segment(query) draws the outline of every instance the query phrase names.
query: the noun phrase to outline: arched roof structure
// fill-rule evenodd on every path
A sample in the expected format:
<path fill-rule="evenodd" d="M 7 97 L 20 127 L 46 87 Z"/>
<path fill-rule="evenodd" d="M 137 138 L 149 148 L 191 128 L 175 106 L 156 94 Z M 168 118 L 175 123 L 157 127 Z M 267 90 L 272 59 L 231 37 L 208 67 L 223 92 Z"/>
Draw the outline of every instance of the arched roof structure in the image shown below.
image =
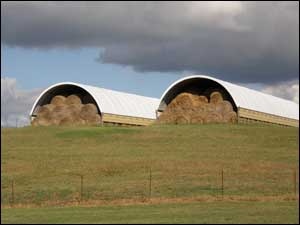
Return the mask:
<path fill-rule="evenodd" d="M 68 89 L 70 89 L 69 94 L 73 94 L 72 89 L 88 93 L 96 103 L 100 114 L 156 119 L 159 99 L 73 82 L 57 83 L 44 90 L 33 104 L 30 116 L 35 114 L 38 106 L 49 104 L 54 95 L 68 91 Z"/>
<path fill-rule="evenodd" d="M 163 93 L 158 110 L 163 111 L 164 107 L 175 97 L 180 89 L 196 81 L 198 84 L 210 81 L 223 87 L 237 108 L 299 120 L 299 105 L 295 102 L 205 75 L 192 75 L 175 81 Z"/>

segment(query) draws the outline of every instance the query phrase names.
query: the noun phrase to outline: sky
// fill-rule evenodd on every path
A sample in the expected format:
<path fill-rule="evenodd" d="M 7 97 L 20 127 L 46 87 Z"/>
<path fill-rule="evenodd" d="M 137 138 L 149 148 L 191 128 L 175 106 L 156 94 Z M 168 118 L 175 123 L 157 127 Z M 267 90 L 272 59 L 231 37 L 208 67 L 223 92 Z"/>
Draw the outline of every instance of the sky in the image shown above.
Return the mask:
<path fill-rule="evenodd" d="M 63 81 L 159 98 L 204 74 L 299 103 L 298 2 L 1 2 L 1 125 Z"/>

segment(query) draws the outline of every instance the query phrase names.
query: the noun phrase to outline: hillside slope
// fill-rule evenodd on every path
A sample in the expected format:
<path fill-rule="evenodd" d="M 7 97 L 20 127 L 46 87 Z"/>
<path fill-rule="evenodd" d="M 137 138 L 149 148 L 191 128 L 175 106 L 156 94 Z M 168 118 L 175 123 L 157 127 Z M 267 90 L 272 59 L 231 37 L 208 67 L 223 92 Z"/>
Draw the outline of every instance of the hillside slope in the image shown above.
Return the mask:
<path fill-rule="evenodd" d="M 290 195 L 298 137 L 266 125 L 1 129 L 1 205 L 12 181 L 15 204 L 216 197 L 222 169 L 225 196 Z"/>

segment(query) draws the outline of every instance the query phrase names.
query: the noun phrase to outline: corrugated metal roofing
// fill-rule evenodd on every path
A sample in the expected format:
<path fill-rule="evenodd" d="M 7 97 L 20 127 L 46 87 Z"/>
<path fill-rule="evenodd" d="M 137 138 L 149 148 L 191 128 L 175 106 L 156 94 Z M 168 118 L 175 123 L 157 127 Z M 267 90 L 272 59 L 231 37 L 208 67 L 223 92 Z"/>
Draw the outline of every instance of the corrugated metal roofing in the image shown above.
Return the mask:
<path fill-rule="evenodd" d="M 176 84 L 194 78 L 209 79 L 222 85 L 231 95 L 237 107 L 299 120 L 299 105 L 295 102 L 205 75 L 192 75 L 175 81 L 164 92 L 160 101 L 163 101 L 167 93 L 175 87 Z"/>
<path fill-rule="evenodd" d="M 87 91 L 96 101 L 101 113 L 156 119 L 155 112 L 160 102 L 159 99 L 73 82 L 58 83 L 43 91 L 35 101 L 30 115 L 33 114 L 39 99 L 44 94 L 46 94 L 49 90 L 62 85 L 74 85 Z"/>

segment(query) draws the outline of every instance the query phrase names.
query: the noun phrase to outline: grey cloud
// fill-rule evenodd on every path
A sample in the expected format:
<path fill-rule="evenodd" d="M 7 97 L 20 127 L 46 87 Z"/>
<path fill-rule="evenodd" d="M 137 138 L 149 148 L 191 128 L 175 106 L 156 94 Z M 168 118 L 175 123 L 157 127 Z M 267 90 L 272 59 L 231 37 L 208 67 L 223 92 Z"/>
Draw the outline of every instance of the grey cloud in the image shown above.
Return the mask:
<path fill-rule="evenodd" d="M 299 80 L 267 85 L 261 91 L 299 104 Z"/>
<path fill-rule="evenodd" d="M 299 76 L 298 2 L 1 3 L 1 41 L 24 48 L 99 47 L 138 71 L 276 83 Z"/>
<path fill-rule="evenodd" d="M 29 111 L 40 93 L 40 89 L 20 90 L 14 78 L 1 78 L 1 126 L 29 125 Z"/>

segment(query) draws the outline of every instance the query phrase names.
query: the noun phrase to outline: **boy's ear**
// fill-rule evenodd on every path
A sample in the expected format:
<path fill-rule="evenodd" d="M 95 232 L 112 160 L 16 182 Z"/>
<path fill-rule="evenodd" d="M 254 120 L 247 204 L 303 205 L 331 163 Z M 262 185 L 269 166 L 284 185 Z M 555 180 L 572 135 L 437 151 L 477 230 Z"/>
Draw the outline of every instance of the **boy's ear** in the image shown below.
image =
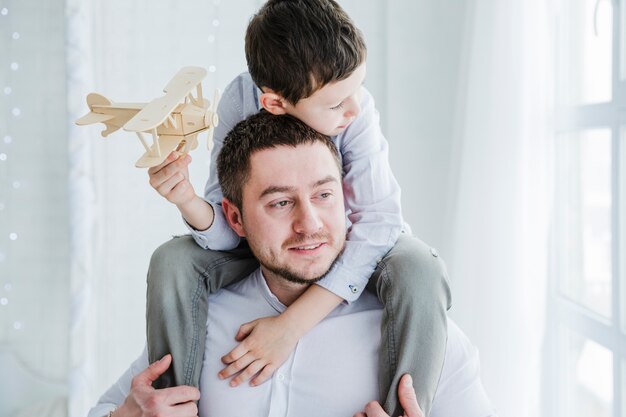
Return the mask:
<path fill-rule="evenodd" d="M 261 94 L 259 100 L 261 101 L 261 106 L 274 115 L 285 114 L 287 112 L 285 109 L 285 99 L 269 88 L 263 89 L 263 94 Z"/>
<path fill-rule="evenodd" d="M 224 217 L 226 217 L 226 221 L 231 229 L 233 229 L 239 237 L 246 237 L 241 210 L 226 197 L 222 199 L 222 209 L 224 210 Z"/>

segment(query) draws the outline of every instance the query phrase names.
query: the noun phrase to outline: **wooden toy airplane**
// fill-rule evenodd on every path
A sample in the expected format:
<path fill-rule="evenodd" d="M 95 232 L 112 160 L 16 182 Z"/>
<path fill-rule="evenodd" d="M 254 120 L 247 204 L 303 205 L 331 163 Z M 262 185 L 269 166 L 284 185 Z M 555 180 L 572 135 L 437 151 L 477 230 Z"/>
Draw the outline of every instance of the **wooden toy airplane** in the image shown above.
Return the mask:
<path fill-rule="evenodd" d="M 198 134 L 209 130 L 207 147 L 213 140 L 213 129 L 219 123 L 217 102 L 219 91 L 215 90 L 213 101 L 202 97 L 201 81 L 206 70 L 184 67 L 165 86 L 166 94 L 150 103 L 113 103 L 106 97 L 91 93 L 87 96 L 89 113 L 76 120 L 83 126 L 104 123 L 106 137 L 123 127 L 137 133 L 146 153 L 135 164 L 138 168 L 159 165 L 173 150 L 187 153 L 198 146 Z M 196 89 L 196 97 L 192 91 Z M 181 102 L 181 100 L 184 100 Z M 143 134 L 152 135 L 149 146 Z"/>

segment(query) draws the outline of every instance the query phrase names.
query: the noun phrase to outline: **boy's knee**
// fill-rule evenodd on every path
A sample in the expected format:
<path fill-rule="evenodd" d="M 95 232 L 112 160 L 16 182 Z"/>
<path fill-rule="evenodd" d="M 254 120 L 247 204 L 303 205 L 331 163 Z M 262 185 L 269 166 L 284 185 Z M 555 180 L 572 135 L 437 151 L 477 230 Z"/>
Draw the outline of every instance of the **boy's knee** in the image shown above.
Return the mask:
<path fill-rule="evenodd" d="M 387 285 L 400 296 L 413 294 L 422 300 L 441 300 L 450 306 L 450 289 L 445 263 L 439 253 L 423 241 L 401 235 L 383 259 Z"/>
<path fill-rule="evenodd" d="M 171 268 L 176 261 L 180 261 L 188 253 L 189 245 L 195 244 L 191 236 L 180 236 L 168 240 L 156 248 L 150 258 L 151 270 Z"/>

What you need to do — Could you return the listing above exactly, minus its pictures?

Problem solution —
segment(query) draws the outline of every instance the query phrase names.
query: the noun phrase to outline: arched roof structure
// fill-rule evenodd on every path
A sample in the expected format:
<path fill-rule="evenodd" d="M 7 97 L 20 127 L 46 87 Z"/>
<path fill-rule="evenodd" d="M 137 138 L 149 148 L 191 128 L 175 106 L 156 94 Z M 168 118 L 175 123 L 157 127 Z M 267 90 L 272 59 L 231 37 L 208 67 L 223 92 Z"/>
Draw the outline of every instance of the arched roof structure in the image shown below.
image =
Return the mask:
<path fill-rule="evenodd" d="M 68 89 L 70 89 L 69 94 L 73 94 L 72 89 L 88 93 L 96 103 L 100 114 L 156 119 L 159 99 L 73 82 L 57 83 L 44 90 L 33 104 L 30 116 L 35 114 L 38 106 L 49 104 L 54 95 L 68 91 Z"/>
<path fill-rule="evenodd" d="M 163 93 L 158 110 L 163 111 L 164 107 L 175 97 L 180 89 L 196 81 L 198 84 L 210 81 L 223 87 L 237 108 L 299 120 L 299 105 L 295 102 L 205 75 L 192 75 L 175 81 Z"/>

segment(query) draws the outline of every instance the query phrase names.
query: the noun phrase to outline: sky
// fill-rule evenodd on every path
A sample in the expected format:
<path fill-rule="evenodd" d="M 7 97 L 20 127 L 46 87 Z"/>
<path fill-rule="evenodd" d="M 137 138 L 149 148 L 191 128 L 175 106 L 156 94 Z M 168 118 L 175 123 L 157 127 Z M 267 90 L 272 59 L 231 37 L 208 67 L 223 92 Z"/>
Draw the outline of every instance of the sky in the image shown above.
Return the mask:
<path fill-rule="evenodd" d="M 63 81 L 159 98 L 204 74 L 299 103 L 298 2 L 1 2 L 1 125 Z"/>

segment(query) draws the outline of every instance the query phrase names.
query: the noun phrase to outline: hillside slope
// fill-rule evenodd on every path
A sample in the expected format:
<path fill-rule="evenodd" d="M 7 97 L 20 127 L 46 87 Z"/>
<path fill-rule="evenodd" d="M 137 138 L 149 148 L 191 128 L 175 106 L 156 94 Z M 168 118 L 175 123 L 157 127 Z M 267 90 L 272 59 L 231 37 L 208 67 L 223 92 Z"/>
Draw the outline of every instance of the hillside slope in the image shown above.
Return the mask:
<path fill-rule="evenodd" d="M 290 195 L 298 137 L 266 125 L 1 129 L 1 205 L 12 181 L 15 204 L 216 197 L 222 169 L 225 196 Z"/>

segment(query) draws the outline of every instance the query phrase names.
query: the noun phrase to outline: corrugated metal roofing
// fill-rule evenodd on every path
A sample in the expected format:
<path fill-rule="evenodd" d="M 7 97 L 20 127 L 46 87 Z"/>
<path fill-rule="evenodd" d="M 137 138 L 149 148 L 191 128 L 175 106 L 156 94 Z M 168 118 L 175 123 L 157 127 Z M 267 90 L 272 59 L 231 37 L 208 67 L 223 92 Z"/>
Draw the outline of every instance of the corrugated metal roofing in the image shown above.
Return the mask:
<path fill-rule="evenodd" d="M 176 84 L 194 78 L 209 79 L 222 85 L 231 95 L 237 107 L 299 120 L 299 105 L 295 102 L 205 75 L 192 75 L 175 81 L 164 92 L 160 101 L 163 101 L 167 93 L 175 87 Z"/>
<path fill-rule="evenodd" d="M 87 91 L 96 101 L 101 113 L 156 119 L 155 112 L 160 102 L 159 99 L 73 82 L 58 83 L 43 91 L 35 101 L 30 115 L 33 114 L 39 99 L 44 94 L 46 94 L 49 90 L 62 85 L 74 85 Z"/>

segment(query) draws the outline of every instance the query phrase names.
query: the noun phrase to outline: grey cloud
// fill-rule evenodd on every path
A sample in the expected format:
<path fill-rule="evenodd" d="M 7 97 L 20 127 L 46 87 Z"/>
<path fill-rule="evenodd" d="M 137 138 L 149 148 L 191 128 L 175 106 L 156 94 Z M 168 118 L 175 123 L 157 127 Z M 267 90 L 272 59 L 231 37 L 208 67 L 223 92 Z"/>
Draw the outline of every instance of the grey cloud in the image shown above.
Return the mask:
<path fill-rule="evenodd" d="M 299 80 L 267 85 L 261 91 L 299 104 Z"/>
<path fill-rule="evenodd" d="M 299 76 L 298 2 L 1 3 L 1 41 L 24 48 L 99 47 L 138 71 L 276 83 Z"/>
<path fill-rule="evenodd" d="M 29 111 L 40 93 L 40 89 L 20 90 L 14 78 L 1 78 L 1 126 L 29 125 Z"/>

segment(query) draws the outline of every instance the query phrase names.
query: the noun phrase to outline: **boy's ear**
// fill-rule evenodd on every path
A sample in the expected format:
<path fill-rule="evenodd" d="M 95 232 L 112 160 L 16 182 Z"/>
<path fill-rule="evenodd" d="M 254 120 L 247 204 L 303 205 L 331 163 Z M 262 185 L 269 166 L 284 185 Z M 555 180 L 572 135 L 437 151 L 477 230 Z"/>
Draw the outline of every instance of the **boy's ear** in the image shown below.
image =
Return the mask:
<path fill-rule="evenodd" d="M 261 94 L 259 100 L 261 101 L 261 106 L 274 115 L 285 114 L 287 112 L 285 109 L 285 99 L 269 88 L 263 89 L 263 94 Z"/>
<path fill-rule="evenodd" d="M 224 217 L 226 217 L 226 221 L 231 229 L 233 229 L 239 237 L 246 237 L 241 210 L 226 197 L 222 199 L 222 209 L 224 210 Z"/>

segment(query) draws the outline of every instance the query phrase names.
query: the noun phrase to outline: **wooden toy airplane**
// fill-rule evenodd on every path
A sample in the expected format:
<path fill-rule="evenodd" d="M 95 232 L 112 160 L 16 182 Z"/>
<path fill-rule="evenodd" d="M 254 120 L 247 204 L 303 205 L 331 163 Z M 262 185 L 269 166 L 284 185 Z M 555 180 L 572 135 L 437 151 L 477 230 Z"/>
Draw the outline of every instance of the **wooden toy airplane** in the image shown above.
Return the mask:
<path fill-rule="evenodd" d="M 198 134 L 209 130 L 207 147 L 213 140 L 213 129 L 219 123 L 217 102 L 219 91 L 215 90 L 213 101 L 202 97 L 201 81 L 206 70 L 184 67 L 165 86 L 166 94 L 150 103 L 113 103 L 106 97 L 91 93 L 87 96 L 89 113 L 76 120 L 83 126 L 104 123 L 106 137 L 123 127 L 137 133 L 146 153 L 135 164 L 138 168 L 159 165 L 173 150 L 187 153 L 198 146 Z M 196 89 L 196 97 L 192 91 Z M 181 102 L 181 100 L 184 100 Z M 143 134 L 152 135 L 149 146 Z"/>

segment(query) draws the outline of every instance the query phrase names.
query: the noun phrase to outline: **boy's knee**
// fill-rule evenodd on every path
A sample in the expected format:
<path fill-rule="evenodd" d="M 95 232 L 112 160 L 16 182 Z"/>
<path fill-rule="evenodd" d="M 254 120 L 247 204 L 303 205 L 331 163 Z M 262 185 L 269 166 L 284 185 Z M 555 180 L 572 135 L 437 151 L 477 230 Z"/>
Draw the outline of every instance of the **boy's knee** in the image shown above.
Return the mask:
<path fill-rule="evenodd" d="M 387 285 L 400 296 L 413 294 L 422 300 L 441 300 L 450 306 L 450 289 L 445 263 L 439 253 L 423 241 L 401 235 L 383 259 Z"/>
<path fill-rule="evenodd" d="M 171 268 L 176 261 L 180 261 L 188 253 L 189 245 L 195 244 L 191 236 L 180 236 L 168 240 L 156 248 L 150 258 L 151 270 Z"/>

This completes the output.